> Data rows:

########

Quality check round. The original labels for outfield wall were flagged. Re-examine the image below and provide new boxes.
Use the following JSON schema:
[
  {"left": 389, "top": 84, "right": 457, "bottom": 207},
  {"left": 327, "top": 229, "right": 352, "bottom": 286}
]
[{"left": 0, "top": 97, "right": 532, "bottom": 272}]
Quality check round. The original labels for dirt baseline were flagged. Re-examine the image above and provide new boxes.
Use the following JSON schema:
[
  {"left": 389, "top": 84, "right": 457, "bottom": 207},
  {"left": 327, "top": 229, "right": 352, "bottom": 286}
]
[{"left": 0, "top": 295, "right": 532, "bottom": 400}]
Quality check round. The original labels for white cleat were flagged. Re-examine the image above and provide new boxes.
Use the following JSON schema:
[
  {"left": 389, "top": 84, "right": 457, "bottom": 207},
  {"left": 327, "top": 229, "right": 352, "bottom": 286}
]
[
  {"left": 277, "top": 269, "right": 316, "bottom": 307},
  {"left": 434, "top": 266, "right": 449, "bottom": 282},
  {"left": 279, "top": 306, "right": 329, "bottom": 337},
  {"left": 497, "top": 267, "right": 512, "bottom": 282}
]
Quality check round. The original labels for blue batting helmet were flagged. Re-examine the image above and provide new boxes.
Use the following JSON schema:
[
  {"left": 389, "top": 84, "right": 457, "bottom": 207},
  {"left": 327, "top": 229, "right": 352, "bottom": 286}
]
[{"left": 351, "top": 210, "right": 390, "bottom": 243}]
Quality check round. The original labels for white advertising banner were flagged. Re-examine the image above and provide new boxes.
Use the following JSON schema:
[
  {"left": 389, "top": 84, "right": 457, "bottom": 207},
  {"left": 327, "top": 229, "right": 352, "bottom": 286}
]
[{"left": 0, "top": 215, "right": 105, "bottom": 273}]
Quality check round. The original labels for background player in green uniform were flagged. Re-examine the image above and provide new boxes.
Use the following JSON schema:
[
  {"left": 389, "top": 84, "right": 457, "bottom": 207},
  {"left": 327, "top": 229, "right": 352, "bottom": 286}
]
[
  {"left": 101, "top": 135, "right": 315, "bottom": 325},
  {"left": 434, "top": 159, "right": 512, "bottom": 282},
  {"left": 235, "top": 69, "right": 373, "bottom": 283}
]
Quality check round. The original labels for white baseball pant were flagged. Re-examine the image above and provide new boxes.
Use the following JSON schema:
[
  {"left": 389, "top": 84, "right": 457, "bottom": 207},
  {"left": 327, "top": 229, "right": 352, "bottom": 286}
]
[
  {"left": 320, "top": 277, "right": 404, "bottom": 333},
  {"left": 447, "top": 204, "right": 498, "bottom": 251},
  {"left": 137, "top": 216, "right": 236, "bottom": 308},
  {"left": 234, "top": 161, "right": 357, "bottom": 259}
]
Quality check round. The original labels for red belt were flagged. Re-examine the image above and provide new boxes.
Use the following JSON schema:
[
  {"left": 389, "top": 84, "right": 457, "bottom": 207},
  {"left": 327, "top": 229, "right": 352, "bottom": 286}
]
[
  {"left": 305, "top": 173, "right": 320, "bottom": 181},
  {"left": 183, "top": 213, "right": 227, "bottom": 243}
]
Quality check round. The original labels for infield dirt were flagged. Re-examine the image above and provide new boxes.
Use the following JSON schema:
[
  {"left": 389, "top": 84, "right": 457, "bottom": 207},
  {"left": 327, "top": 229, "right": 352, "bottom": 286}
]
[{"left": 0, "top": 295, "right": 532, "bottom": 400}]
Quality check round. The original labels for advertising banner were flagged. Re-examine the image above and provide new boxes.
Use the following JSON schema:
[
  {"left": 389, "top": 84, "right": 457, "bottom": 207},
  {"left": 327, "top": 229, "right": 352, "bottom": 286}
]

########

Could you quote all of the items above, word for word, from the first line through the last?

> Expected answer:
Quality check round. The original labels for outfield wall were flagged. Re-examine the image below and provide new boxes.
Use the following JSON schema:
[
  {"left": 389, "top": 84, "right": 457, "bottom": 207},
  {"left": 327, "top": 229, "right": 352, "bottom": 286}
]
[{"left": 0, "top": 97, "right": 532, "bottom": 272}]
Quality check round. The original labels for dirt baseline were flagged. Re-examine the image above and provide new boxes.
Use the following JSON schema:
[
  {"left": 389, "top": 84, "right": 457, "bottom": 207},
  {"left": 327, "top": 229, "right": 352, "bottom": 286}
]
[{"left": 0, "top": 295, "right": 532, "bottom": 400}]
Quality check round. The original labels for white cleat were flagged. Re-examine the image above and provide new boxes.
Use the following JSON schema:
[
  {"left": 389, "top": 84, "right": 457, "bottom": 207},
  {"left": 327, "top": 229, "right": 352, "bottom": 286}
]
[
  {"left": 277, "top": 269, "right": 316, "bottom": 307},
  {"left": 434, "top": 266, "right": 449, "bottom": 282},
  {"left": 279, "top": 306, "right": 329, "bottom": 337},
  {"left": 497, "top": 267, "right": 512, "bottom": 282}
]
Quality check round. The original labels for blue batting helmet were flagged. Re-examine the image above and provide new boxes.
Use the following JSON schema:
[
  {"left": 389, "top": 84, "right": 457, "bottom": 207},
  {"left": 327, "top": 229, "right": 352, "bottom": 286}
]
[{"left": 351, "top": 210, "right": 390, "bottom": 243}]
Quality check round. The original labels for white advertising banner were flagged. Re-examine the image above and provide new boxes.
Use the following JSON schema:
[
  {"left": 389, "top": 84, "right": 457, "bottom": 207},
  {"left": 327, "top": 229, "right": 352, "bottom": 286}
]
[{"left": 0, "top": 215, "right": 105, "bottom": 273}]
Quality check round. The original labels for background player in green uniform were flagged. Re-examine the image above and provide new boxes.
Use the following JSON schema:
[
  {"left": 389, "top": 84, "right": 457, "bottom": 207},
  {"left": 327, "top": 229, "right": 352, "bottom": 286}
]
[
  {"left": 101, "top": 135, "right": 315, "bottom": 325},
  {"left": 434, "top": 159, "right": 512, "bottom": 282},
  {"left": 235, "top": 69, "right": 373, "bottom": 283}
]
Quality check round. The original labels for white baseball pant were flagged. Re-examine the image above and provide new boxes.
Use the following JSON schema:
[
  {"left": 389, "top": 84, "right": 457, "bottom": 207},
  {"left": 327, "top": 229, "right": 352, "bottom": 286}
]
[
  {"left": 320, "top": 277, "right": 404, "bottom": 333},
  {"left": 447, "top": 204, "right": 498, "bottom": 251},
  {"left": 137, "top": 216, "right": 236, "bottom": 308},
  {"left": 234, "top": 161, "right": 357, "bottom": 259}
]
Quality check round. The original labels for red belt were flagged. Re-examine the image above and provide new boxes.
Use the following JSON schema:
[
  {"left": 389, "top": 84, "right": 457, "bottom": 207},
  {"left": 327, "top": 229, "right": 352, "bottom": 286}
]
[
  {"left": 305, "top": 173, "right": 320, "bottom": 181},
  {"left": 183, "top": 213, "right": 227, "bottom": 243}
]
Quality check round. The original labels for infield dirt were flagged. Re-examine the image above and provide new boxes.
Use the following JSON schema:
[
  {"left": 389, "top": 84, "right": 457, "bottom": 207},
  {"left": 327, "top": 229, "right": 352, "bottom": 286}
]
[{"left": 0, "top": 295, "right": 532, "bottom": 400}]
Quality check round. The original labels for advertising banner were flagged. Re-examine the image above and provide new boxes.
Use the following JSON schema:
[
  {"left": 389, "top": 84, "right": 457, "bottom": 207},
  {"left": 327, "top": 229, "right": 352, "bottom": 286}
]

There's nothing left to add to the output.